LE TEXTE:
>>>>>

Pour leur nouvelle collaboration, cette fois en dehors des pellicules mythiques (ou damnées), Julien Frey et Nadar restituent l’expérience du premier, en compagnie de sa fille. Il faut dire que c’est une de ses affirmations, encore avec des mots et la naïveté chérie d’un enfant, qui a mis le feu aux poudres: « Tu sais que les éléphants vont disparaître ». Choquant et interloquant, tout en posant la question du « qu’allons-nous leur laisser? » Alors, sur un coup de folie et à force de contacts, si tel était le constat inébranlable, incontrôlable, Julien a décidé d’emmener Joanne sur la piste des animaux en voie de disparition, avant qu’il ne soit trop tard.
Résumé des Sauvages par Futuropolis : Février 2020. Julien et sa fille Joanne sont invités en Indonésie par le Professeur Michaux, un éminent biologiste de l’Université de Liège. Des éléphants de Sumatra aux dragons de Komodo, la nouvelle mission du chercheur est l’occasion de découvrir l’extraordinaire biodiversité de l’archipel. Mais celle-ci est menacée. Déforestation, production d’huile de palme, braconnage…Les dangers sont nombreux et prennent une dimension particulière lorsque la pandémie de Covid 19 éclate au milieu du voyage.

Julien Frey est un auteur un peu à part dans le paysage du Neuvième Art. Depuis bientôt dix ans, celui qui était auparavant scénariste pour des séries d’animation (Casper, Géronimo Stilton…) a donné vie à ses envies de scénariste BD, du côté du réel sans oublier la fiction (le récent Monsieur Apothéoz en témoigne). Entre autobiographie et documentaire, relié à ses passions (le cinéma, notamment) ou à ce que son existence terrienne lui met sur son chemin (Michigan, Un jour il viendra frapper à ta porte et, désormais, Les Sauvages) – il faut dire que notre auteur-reporter n’a pas son pareil pour forcer les choses, il a du bagout -, Julien Frey ne dessine pas, ce qui l’a amené à attirer vers son intime des dessinateurs de confiance. Plus que par procuration, par immersion. Déjà un geste d’ouverture, de partage vers le grand public. Dans Les Sauvages, le voilà donc qui s’envole pour l’Indonésie, dans le but de faire découvrir à sa fille Joanne les grands animaux qui peuplent notre monde… avant leur disparition.

<<<<<

VOS TÂCHES:
a: Dans le texte sur Les Sauvages, relevez tous les titres de bandes dessinées de Julien Frey qui sont cités, sans compter les séries d'animation.
b: Poursuivez le texte sur Les Sauvages à partir de sa dernière phrase.
Vous n'aurez pas besoin des enregistrements.

DONNÉES DE L'EXERCICE:

>>>>>

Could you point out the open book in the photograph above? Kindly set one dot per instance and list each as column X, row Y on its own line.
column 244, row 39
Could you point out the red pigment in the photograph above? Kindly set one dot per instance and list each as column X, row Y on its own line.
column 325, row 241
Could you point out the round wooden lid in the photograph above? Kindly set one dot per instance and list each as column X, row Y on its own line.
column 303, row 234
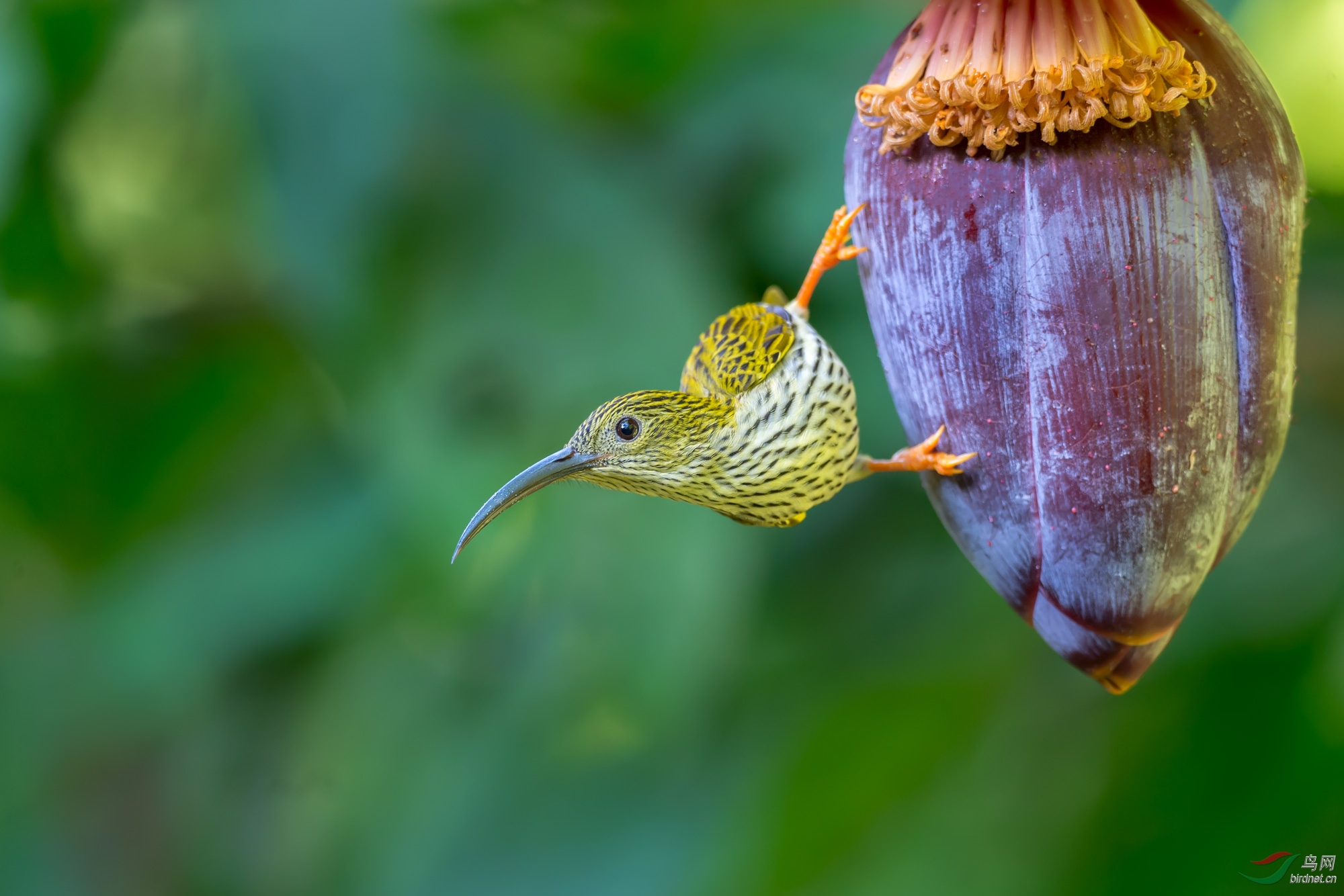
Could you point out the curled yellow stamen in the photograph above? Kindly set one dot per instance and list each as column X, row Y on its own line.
column 989, row 71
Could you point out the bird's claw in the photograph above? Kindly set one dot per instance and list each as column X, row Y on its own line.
column 924, row 457
column 834, row 249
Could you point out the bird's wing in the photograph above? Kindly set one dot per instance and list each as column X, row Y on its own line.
column 740, row 350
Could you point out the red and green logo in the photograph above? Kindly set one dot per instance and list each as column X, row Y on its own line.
column 1269, row 860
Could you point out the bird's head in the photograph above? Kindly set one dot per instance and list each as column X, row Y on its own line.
column 653, row 443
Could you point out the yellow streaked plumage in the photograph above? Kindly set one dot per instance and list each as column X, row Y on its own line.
column 764, row 429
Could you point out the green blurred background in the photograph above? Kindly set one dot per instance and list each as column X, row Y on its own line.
column 290, row 288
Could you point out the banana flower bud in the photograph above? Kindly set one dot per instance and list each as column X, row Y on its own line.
column 1103, row 304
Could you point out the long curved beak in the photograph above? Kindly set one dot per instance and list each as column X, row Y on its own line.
column 549, row 469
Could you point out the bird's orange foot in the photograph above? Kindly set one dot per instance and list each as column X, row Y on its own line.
column 924, row 457
column 830, row 253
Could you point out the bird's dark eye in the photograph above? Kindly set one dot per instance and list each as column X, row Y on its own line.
column 627, row 428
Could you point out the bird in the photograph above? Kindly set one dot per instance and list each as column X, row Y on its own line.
column 763, row 429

<<<<<

RÉPONSES:
a: Monsieur Apothéoz, Michigan, Un jour il viendra frapper à ta porte, Les Sauvages

b:
Face à ce genre de sujet, aux multiples ramifications, on pourrait vite vouloir faire une thèse et se documenter bien plus loin qu’au retour du voyage, aligner les experts et les témoignages d’ici et d’ailleurs. Faire son Yann Arthus-Bertrand aux quatre coins du monde. Ce n’est pas du tout l’objectif de cet album, qui reste focus sur l’expérience vécue principalement dans la jungle de Sumatra aux côtés du professeur Johan Michaux de l’Université de Liège (biologiste spécialisé dans les espèces en danger, directeur de recherches au FNRS (Fonds de la recherche scientifique belge) et conseiller scientifique pour la RTBF) et de son étudiante-doctorante Chloé qui va tenter de faire une nouvelle estimation de la population des éléphants de Sumatra, avec une méthode douce. À quatre (puis trois), auxquels s’ajoutent les rencontres faites sur le terrain (un guide, un replanteur de palétuviers, ils ne partent pas dans tous les sens et placent le lecteur en temps réel de leurs découvertes… et déceptions. Car on comprend vite que les Sauvages ne sont pas ceux qu’on croit… et qu’on ne croisera peut-être pas. La promesse pourrait ne pas être tenue.

Cet album apprend la patience pour peut-être voir un animal extraordinaire, avec parcimonie, ce n’est pas un safari et il y a des règles à suivre si on veut aider les pachydermes à survivre le plus longtemps possible, mais apprend surtout l’envers du décor, allant voir au plus près ce qui menace de disparition les éléphants. On touche, on sent le danger, on constate sur place la déforestation et ses raisons (plus loin que le pot de choco… nos pneus, notre carburant bourré… d’huile de palme, la reconstruction prochaine d’une capitale comme Jakarta qui s’affaisse dans la mer au fil des inondations…), bien loin de la rumeur que certains jugent alarmiste et non-fondée (hein, Donald) ou dont d’autres se fichent pourvu qu’ils bénéficient toujours de leur petit confort. Sauf que…


Sauf que, hasard du périple, le Covid s’y est invité et est la preuve magistrale (et mortifère) par l’exemple que peu importe sa source (un labo ou un animal sauvage, peut-être les deux en fait), c’est sa rapide propagation et le pourquoi de celle-ci qui doit interloquer, faire réagir.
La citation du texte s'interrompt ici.